**Extracted information**
——————————

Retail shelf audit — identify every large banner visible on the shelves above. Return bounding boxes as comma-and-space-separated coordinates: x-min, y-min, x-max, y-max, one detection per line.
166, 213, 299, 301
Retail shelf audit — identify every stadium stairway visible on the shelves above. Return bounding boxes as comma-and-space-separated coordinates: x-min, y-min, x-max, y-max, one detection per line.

——————————

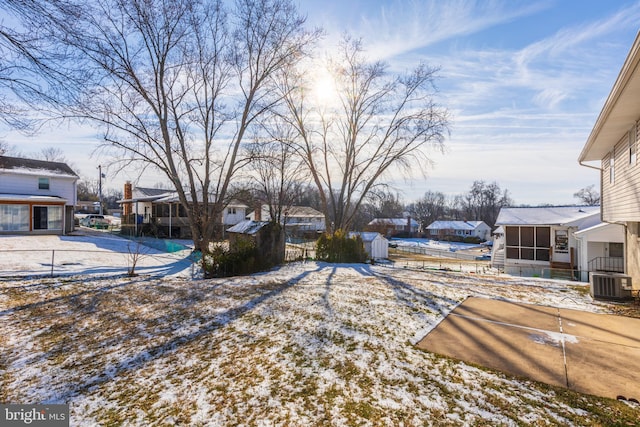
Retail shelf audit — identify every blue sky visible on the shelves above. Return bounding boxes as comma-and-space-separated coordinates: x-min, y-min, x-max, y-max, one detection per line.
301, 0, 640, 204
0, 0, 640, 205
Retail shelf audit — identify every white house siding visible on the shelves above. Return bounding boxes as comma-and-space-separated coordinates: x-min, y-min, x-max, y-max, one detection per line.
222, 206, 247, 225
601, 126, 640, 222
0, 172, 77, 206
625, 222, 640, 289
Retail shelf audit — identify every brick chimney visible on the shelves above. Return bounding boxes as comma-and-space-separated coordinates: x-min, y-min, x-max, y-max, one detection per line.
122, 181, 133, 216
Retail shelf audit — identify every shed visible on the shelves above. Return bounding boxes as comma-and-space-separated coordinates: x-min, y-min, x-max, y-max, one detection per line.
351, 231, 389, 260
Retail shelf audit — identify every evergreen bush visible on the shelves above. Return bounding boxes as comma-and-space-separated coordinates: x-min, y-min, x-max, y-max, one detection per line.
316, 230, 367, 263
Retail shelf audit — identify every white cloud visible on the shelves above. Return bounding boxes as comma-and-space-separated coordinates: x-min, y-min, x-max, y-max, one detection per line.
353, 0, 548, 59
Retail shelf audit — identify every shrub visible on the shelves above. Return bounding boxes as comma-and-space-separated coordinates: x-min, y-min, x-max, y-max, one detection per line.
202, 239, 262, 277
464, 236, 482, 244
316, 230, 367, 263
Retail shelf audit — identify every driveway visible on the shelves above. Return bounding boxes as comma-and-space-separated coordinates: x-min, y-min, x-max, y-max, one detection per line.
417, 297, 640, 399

——————————

**Exercise brief**
Please rescale the data starting at the line that has "Retail shelf audit — identify every large" and stopping after the line that has "166, 213, 299, 301", both included. Repeat every line in that span, including those without coordinates, and multiply each bounding-box coordinate by 2.2, rounding to whole numbers with halves rounded up.

**Task solution**
Retail shelf audit — identify every large banner visible on the shelves above. Return bounding boxes as comma-and-space-separated coordinates: x-min, y-min, x-max, y-max, one detection per line.
365, 469, 658, 662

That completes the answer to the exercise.